─── RECORDS PROVIDED ───

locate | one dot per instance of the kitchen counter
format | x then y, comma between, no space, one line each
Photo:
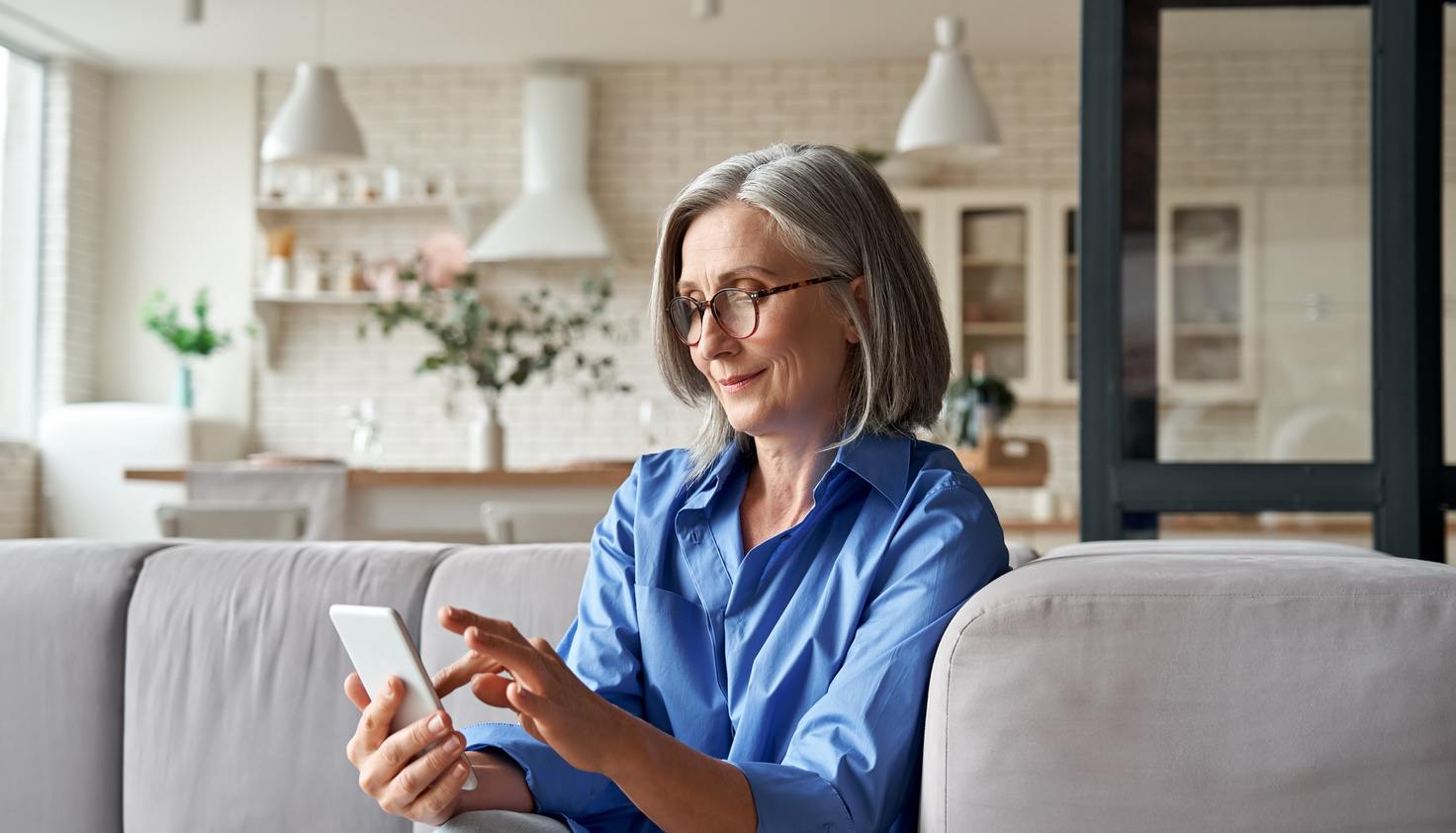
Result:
446,505
585,475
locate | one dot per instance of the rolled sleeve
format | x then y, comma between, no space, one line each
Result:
603,650
555,784
789,798
854,758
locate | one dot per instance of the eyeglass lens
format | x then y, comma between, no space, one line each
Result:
733,311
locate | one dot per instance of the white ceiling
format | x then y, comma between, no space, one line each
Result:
151,34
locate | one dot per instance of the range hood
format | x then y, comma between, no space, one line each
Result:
554,218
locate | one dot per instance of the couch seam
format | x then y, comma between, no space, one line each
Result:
959,634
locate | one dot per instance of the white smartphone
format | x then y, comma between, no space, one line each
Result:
379,645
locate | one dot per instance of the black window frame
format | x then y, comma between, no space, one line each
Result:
1407,485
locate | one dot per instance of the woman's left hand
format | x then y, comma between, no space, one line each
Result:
555,706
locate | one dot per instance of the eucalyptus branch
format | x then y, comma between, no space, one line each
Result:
499,351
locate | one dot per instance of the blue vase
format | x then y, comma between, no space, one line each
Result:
182,389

───

**YOUR OBJECTIVE:** Copy the listing above, changing "one dot per instance" to "a point for each instance" everywhere it appears and keeping every other line as it is. Omit the pictures from your copy.

**SOLUTION BELOW:**
locate | a point for each instance of the kitchen counter
format | x then y, comma between, no space, one line each
Photo:
Result:
446,505
585,475
locate | a point for each instance of the rolled sleeve
format | x then y, comma between, no space, one line each
Result:
603,650
555,784
789,798
854,758
locate | a point for each instance of the eyeglass lens
format | x then y, comma between, no space, one line each
Result:
733,311
locate | a point for each instance of the white ceiling
format | x then y, comma between, no space, one line each
Result:
151,34
locate | a point for each instance of the range hood
format | x then y, comma between, no space, one line each
Result:
554,218
locate | a point for each instance of the couch seam
format | x then y, comma between, no space, one line each
Result:
959,634
locate | a point for each instance of the white smartphone
format | x then y, comma between, no space, one line each
Result:
379,645
locate | a point for each instance of the black window frame
format | x then y, comma between, no space, one line each
Result:
1407,485
locate | a point for each instance of the woman's left hand
format | x then y, comma between, no space, one line each
Result:
555,706
locate | a point for each instance of the eucalyptus branch
format | x then y, comma between, no space, one line each
Result:
499,351
locate | a point for each instance of the blue vase
format | x then y, comma between, no space, one line each
Result:
182,389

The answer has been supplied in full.